> _TASK OBJECTIVE_: Each line below has to be output exactly, from first to last.

- - -

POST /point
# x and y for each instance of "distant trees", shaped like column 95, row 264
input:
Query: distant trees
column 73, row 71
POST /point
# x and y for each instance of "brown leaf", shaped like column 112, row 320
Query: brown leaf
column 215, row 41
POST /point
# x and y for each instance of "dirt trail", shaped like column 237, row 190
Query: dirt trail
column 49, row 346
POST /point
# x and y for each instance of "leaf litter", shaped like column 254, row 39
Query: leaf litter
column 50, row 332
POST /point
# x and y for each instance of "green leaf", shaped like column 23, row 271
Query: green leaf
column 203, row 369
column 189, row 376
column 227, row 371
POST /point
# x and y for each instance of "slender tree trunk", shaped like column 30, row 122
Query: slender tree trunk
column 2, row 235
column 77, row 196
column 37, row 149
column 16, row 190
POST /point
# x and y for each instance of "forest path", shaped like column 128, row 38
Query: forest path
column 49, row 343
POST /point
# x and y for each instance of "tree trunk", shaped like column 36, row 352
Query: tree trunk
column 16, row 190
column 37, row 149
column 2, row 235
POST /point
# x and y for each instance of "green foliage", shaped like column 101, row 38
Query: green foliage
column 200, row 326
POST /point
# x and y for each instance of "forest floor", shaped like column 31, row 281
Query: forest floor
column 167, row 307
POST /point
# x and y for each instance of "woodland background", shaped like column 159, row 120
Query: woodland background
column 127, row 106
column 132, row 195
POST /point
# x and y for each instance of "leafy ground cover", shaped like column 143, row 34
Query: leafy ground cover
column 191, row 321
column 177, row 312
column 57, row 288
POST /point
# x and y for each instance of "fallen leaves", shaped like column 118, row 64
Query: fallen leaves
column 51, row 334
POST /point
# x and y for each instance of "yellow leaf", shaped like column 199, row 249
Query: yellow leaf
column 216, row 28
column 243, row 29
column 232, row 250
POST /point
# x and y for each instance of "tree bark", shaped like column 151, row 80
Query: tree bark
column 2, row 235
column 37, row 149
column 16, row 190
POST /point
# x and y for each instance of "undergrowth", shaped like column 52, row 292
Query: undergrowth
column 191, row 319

- - -

> _OUTPUT OF THE TASK_:
POST /point
# x and y for each instance of "distant trees", shaped like column 95, row 264
input:
Query: distant trees
column 73, row 71
POST /point
# x and y for each instance of "brown leaf", shaped like column 112, row 320
Query: brown leaf
column 215, row 41
POST /point
# x and y for each instance of "dirt trail", shaped like column 237, row 190
Query: dirt trail
column 49, row 346
POST /point
# x and y for each instance of "leaf litter", shaped like column 254, row 39
Query: leaf litter
column 50, row 332
POST /point
# x and y for each instance of "green leaf", shaped like column 23, row 271
Query: green leaf
column 203, row 369
column 189, row 376
column 227, row 371
POST /point
# x and y for each instance of "slender tree trunk", shaped like column 30, row 122
Query: slender tree trunk
column 2, row 235
column 77, row 196
column 37, row 149
column 16, row 190
POST /point
# x and y for each instance of "forest path", shaped like column 128, row 38
Query: forest path
column 49, row 343
POST /point
# x and y for each instance of "tree trunk", shaped like column 36, row 352
Query: tree trunk
column 16, row 190
column 37, row 149
column 2, row 235
POST /point
# x and y for each instance of "green foliage", shaped like column 101, row 38
Query: green foliage
column 200, row 326
POST /point
# x and y for each instance of "forest floor", shaped like column 31, row 281
Query: forest floor
column 167, row 307
POST /point
# x and y for each instance of "woodland background", shaped like column 159, row 120
Query: woodland background
column 127, row 106
column 132, row 195
POST /point
# x and y for each instance of "leafy ground cover", shaped like column 143, row 34
Query: leafy ground cover
column 191, row 321
column 177, row 312
column 57, row 288
POST /point
# x and y for each instance of "fallen leaves", shaped like column 118, row 64
Query: fallen leaves
column 51, row 334
POST /point
# x and y for each instance of "yellow leaf", shaped like column 199, row 249
Query: yellow leaf
column 216, row 28
column 243, row 29
column 232, row 250
POST /point
# x and y for each instance of "tree bark", shaped like column 151, row 80
Query: tree bark
column 2, row 235
column 37, row 149
column 16, row 190
POST /point
# x and y for each instance of "undergrowth", shaped like column 52, row 292
Query: undergrowth
column 191, row 319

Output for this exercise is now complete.